## PROMPT
In the entries below, find the line containing "point(100, 73)" and the line containing "point(239, 10)". Copy those two lines and everything between them exactly, and only that.

===== SUPPLIED RECORDS =====

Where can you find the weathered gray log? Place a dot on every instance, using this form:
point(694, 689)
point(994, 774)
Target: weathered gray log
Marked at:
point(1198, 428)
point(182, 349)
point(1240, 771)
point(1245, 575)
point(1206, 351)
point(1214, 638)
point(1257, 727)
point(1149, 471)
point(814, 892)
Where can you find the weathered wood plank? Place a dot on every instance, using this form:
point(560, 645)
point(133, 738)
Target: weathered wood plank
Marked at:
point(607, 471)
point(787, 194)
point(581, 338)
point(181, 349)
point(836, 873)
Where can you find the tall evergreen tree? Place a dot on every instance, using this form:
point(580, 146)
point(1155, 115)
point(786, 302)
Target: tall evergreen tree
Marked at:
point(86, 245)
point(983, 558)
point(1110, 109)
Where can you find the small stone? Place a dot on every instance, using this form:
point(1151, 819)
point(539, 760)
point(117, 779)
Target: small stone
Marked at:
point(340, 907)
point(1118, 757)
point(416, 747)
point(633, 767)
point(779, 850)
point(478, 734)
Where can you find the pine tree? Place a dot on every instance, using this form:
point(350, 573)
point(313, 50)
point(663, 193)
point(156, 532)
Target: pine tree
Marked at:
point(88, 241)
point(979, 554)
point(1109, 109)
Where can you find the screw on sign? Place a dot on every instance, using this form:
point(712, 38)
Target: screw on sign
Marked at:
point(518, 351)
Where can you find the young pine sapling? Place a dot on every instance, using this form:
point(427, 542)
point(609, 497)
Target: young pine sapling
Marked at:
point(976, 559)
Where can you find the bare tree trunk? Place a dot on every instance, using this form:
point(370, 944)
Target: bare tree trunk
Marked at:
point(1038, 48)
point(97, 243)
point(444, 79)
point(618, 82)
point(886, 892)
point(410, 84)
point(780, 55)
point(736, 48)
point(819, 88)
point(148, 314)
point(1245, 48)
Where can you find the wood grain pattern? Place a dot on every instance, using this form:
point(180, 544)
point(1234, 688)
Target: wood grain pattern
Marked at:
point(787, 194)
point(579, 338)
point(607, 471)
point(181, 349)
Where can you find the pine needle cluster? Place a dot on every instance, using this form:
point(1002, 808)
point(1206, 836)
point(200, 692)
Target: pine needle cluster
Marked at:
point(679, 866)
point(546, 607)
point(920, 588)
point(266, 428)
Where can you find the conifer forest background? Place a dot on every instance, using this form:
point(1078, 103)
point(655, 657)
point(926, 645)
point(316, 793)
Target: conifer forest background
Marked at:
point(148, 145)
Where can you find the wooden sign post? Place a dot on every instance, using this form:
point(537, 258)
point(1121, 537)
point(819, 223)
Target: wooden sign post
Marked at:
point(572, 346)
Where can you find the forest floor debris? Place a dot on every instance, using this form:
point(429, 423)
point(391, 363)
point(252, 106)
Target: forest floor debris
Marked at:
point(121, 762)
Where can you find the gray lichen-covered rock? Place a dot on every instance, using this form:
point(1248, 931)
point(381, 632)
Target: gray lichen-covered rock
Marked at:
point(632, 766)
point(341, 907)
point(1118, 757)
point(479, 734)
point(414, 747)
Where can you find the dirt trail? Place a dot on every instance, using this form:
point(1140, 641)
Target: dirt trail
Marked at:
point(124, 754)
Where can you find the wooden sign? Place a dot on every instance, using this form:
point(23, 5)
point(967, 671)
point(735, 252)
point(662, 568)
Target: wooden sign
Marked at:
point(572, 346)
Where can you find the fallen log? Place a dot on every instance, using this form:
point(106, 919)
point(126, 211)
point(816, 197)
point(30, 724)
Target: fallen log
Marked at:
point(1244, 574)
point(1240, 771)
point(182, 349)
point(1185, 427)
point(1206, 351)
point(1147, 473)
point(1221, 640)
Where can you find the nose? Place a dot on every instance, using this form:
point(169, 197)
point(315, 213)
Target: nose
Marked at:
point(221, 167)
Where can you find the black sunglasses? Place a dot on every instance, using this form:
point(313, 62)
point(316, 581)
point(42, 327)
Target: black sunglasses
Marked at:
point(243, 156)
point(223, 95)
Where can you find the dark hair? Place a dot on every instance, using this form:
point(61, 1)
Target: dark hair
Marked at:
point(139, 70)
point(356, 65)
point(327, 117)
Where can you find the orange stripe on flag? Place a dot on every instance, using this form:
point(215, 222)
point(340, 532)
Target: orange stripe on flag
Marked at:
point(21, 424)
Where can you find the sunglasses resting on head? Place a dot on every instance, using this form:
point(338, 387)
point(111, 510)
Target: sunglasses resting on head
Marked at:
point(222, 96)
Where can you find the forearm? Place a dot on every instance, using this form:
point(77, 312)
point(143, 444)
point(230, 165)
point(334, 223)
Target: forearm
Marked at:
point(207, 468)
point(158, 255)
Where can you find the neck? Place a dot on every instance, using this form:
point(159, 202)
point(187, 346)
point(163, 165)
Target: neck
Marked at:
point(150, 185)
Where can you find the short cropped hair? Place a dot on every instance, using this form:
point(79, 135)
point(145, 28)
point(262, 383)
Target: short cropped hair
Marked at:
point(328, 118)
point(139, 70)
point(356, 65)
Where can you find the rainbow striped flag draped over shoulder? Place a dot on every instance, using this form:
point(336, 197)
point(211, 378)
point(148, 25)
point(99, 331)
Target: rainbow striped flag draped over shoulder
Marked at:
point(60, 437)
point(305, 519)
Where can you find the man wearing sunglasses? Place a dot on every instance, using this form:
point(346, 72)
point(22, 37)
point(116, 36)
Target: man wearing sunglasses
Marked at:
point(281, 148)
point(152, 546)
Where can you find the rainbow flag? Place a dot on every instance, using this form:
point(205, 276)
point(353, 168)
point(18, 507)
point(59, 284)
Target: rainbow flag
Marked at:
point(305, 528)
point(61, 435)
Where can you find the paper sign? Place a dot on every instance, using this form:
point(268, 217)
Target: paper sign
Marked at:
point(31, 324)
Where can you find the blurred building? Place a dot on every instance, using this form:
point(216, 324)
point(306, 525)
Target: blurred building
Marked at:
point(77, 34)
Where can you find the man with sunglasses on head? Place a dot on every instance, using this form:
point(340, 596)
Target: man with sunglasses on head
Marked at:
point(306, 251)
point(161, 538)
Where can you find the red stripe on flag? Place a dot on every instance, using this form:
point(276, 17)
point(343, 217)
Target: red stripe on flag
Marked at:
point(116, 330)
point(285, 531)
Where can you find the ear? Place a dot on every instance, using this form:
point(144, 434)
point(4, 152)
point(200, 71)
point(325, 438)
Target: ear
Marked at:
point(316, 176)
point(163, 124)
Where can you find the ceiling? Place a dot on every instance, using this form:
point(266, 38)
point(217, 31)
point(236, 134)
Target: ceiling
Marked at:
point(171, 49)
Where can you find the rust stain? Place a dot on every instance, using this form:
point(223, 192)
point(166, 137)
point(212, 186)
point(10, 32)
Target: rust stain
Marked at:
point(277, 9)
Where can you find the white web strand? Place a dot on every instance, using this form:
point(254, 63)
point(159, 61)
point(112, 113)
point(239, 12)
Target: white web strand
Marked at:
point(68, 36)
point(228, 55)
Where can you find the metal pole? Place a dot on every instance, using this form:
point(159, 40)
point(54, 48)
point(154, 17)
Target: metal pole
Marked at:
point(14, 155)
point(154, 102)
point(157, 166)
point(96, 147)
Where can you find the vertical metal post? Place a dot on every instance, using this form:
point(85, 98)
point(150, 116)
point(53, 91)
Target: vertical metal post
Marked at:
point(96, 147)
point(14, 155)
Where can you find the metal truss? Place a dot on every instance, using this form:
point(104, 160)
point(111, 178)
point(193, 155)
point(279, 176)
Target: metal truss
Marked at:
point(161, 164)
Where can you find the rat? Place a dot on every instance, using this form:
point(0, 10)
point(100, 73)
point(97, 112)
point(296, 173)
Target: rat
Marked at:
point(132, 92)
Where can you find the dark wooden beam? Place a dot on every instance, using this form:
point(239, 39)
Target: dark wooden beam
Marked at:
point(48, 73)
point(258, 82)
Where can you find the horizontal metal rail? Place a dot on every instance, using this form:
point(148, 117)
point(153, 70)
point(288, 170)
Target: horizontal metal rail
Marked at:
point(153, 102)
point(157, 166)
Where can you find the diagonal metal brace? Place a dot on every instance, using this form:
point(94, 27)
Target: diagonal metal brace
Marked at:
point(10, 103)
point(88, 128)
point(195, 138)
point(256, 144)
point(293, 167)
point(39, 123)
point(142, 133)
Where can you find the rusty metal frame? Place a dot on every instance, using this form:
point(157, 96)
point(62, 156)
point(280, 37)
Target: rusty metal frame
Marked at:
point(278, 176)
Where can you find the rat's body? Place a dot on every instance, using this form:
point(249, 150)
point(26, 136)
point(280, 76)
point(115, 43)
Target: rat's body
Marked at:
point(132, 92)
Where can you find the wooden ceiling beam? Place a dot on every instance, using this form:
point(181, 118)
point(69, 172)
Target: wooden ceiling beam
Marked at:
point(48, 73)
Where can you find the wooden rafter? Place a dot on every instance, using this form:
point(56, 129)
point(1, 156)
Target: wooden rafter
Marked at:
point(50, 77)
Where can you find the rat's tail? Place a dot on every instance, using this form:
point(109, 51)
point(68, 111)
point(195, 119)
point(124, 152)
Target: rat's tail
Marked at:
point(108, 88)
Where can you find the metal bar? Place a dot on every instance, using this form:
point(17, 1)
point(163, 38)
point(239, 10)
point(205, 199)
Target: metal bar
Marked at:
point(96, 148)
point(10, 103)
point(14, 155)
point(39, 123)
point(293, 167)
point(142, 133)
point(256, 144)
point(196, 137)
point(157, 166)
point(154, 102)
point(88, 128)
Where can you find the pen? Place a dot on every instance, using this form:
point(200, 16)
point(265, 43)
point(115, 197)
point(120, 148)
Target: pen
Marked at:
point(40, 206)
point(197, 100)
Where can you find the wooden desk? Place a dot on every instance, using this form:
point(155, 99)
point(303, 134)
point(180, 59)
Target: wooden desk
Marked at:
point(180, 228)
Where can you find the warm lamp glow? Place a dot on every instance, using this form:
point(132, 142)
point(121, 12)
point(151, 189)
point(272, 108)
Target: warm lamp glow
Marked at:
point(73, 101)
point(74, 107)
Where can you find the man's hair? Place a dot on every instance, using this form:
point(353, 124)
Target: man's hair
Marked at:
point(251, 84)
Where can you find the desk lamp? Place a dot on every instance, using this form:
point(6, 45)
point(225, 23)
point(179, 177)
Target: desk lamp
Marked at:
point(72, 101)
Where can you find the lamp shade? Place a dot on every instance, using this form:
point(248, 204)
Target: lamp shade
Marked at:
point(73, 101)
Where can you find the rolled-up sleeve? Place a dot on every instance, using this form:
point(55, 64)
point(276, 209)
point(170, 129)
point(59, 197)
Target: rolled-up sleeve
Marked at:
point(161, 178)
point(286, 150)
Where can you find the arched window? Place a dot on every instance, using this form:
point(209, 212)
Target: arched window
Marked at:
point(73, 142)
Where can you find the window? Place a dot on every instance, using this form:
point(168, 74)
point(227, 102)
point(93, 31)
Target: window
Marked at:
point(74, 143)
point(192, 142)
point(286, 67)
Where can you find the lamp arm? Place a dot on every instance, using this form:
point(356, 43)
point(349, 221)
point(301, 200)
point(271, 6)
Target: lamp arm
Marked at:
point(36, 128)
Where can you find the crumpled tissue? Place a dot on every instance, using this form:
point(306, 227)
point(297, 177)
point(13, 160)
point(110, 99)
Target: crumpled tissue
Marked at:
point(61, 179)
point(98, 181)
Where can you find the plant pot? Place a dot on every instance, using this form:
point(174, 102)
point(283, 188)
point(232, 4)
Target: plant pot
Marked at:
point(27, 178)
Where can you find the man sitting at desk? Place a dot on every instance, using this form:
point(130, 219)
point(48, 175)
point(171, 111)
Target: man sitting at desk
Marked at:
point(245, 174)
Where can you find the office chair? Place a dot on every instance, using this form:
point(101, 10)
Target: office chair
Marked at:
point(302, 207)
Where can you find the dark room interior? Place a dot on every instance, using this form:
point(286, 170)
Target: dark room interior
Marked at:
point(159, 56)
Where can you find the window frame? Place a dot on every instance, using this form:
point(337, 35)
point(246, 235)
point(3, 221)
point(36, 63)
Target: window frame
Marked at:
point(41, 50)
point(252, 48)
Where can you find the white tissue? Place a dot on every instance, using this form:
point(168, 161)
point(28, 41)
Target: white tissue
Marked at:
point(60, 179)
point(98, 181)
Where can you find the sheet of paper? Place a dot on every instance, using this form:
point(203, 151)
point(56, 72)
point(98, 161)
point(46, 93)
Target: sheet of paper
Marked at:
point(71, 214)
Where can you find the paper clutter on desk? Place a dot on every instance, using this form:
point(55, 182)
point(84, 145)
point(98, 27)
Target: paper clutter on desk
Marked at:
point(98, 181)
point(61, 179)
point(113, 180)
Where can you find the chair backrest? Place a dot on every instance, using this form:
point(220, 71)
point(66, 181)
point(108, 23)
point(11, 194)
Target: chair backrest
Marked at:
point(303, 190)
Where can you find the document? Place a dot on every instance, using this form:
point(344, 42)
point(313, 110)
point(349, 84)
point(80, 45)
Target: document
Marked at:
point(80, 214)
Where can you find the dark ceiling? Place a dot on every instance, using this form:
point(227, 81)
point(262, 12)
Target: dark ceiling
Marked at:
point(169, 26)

=====

## TASK RESULT
point(100, 73)
point(97, 112)
point(296, 173)
Target: rat
Marked at:
point(132, 92)
Where can you find the dark wooden beam? Place a dot on every instance, using this form:
point(239, 39)
Target: dark wooden beam
Marked at:
point(48, 73)
point(258, 82)
Where can you find the horizontal metal rail? Place a dot on every instance, using this form:
point(148, 117)
point(153, 70)
point(288, 170)
Target: horizontal metal rail
Marked at:
point(153, 102)
point(157, 166)
Where can you find the diagonal metal brace? Place a dot on every instance, using this form:
point(94, 27)
Target: diagonal metal brace
Marked at:
point(10, 103)
point(88, 128)
point(195, 138)
point(256, 144)
point(293, 167)
point(39, 123)
point(142, 133)
Where can you find the rusty metal frame? Place a dot on every instance, using this form:
point(157, 96)
point(62, 156)
point(280, 37)
Target: rusty metal frame
Marked at:
point(278, 176)
Where can you find the rat's body? Place a dot on every instance, using this form:
point(249, 150)
point(26, 136)
point(280, 76)
point(115, 43)
Target: rat's body
Marked at:
point(132, 92)
Where can you find the wooden ceiling beam? Place a dot on every instance, using this form:
point(181, 118)
point(69, 172)
Target: wooden ceiling beam
Marked at:
point(48, 73)
Where can you find the wooden rafter? Place a dot on every instance, using this form:
point(56, 129)
point(1, 156)
Target: wooden rafter
Marked at:
point(50, 77)
Where can you find the rat's tail? Place a dot on every instance, using this form:
point(109, 51)
point(68, 111)
point(195, 119)
point(124, 152)
Target: rat's tail
Marked at:
point(108, 88)
Where can you find the metal bar? Place a dot on every instance, using this form:
point(17, 1)
point(163, 38)
point(239, 10)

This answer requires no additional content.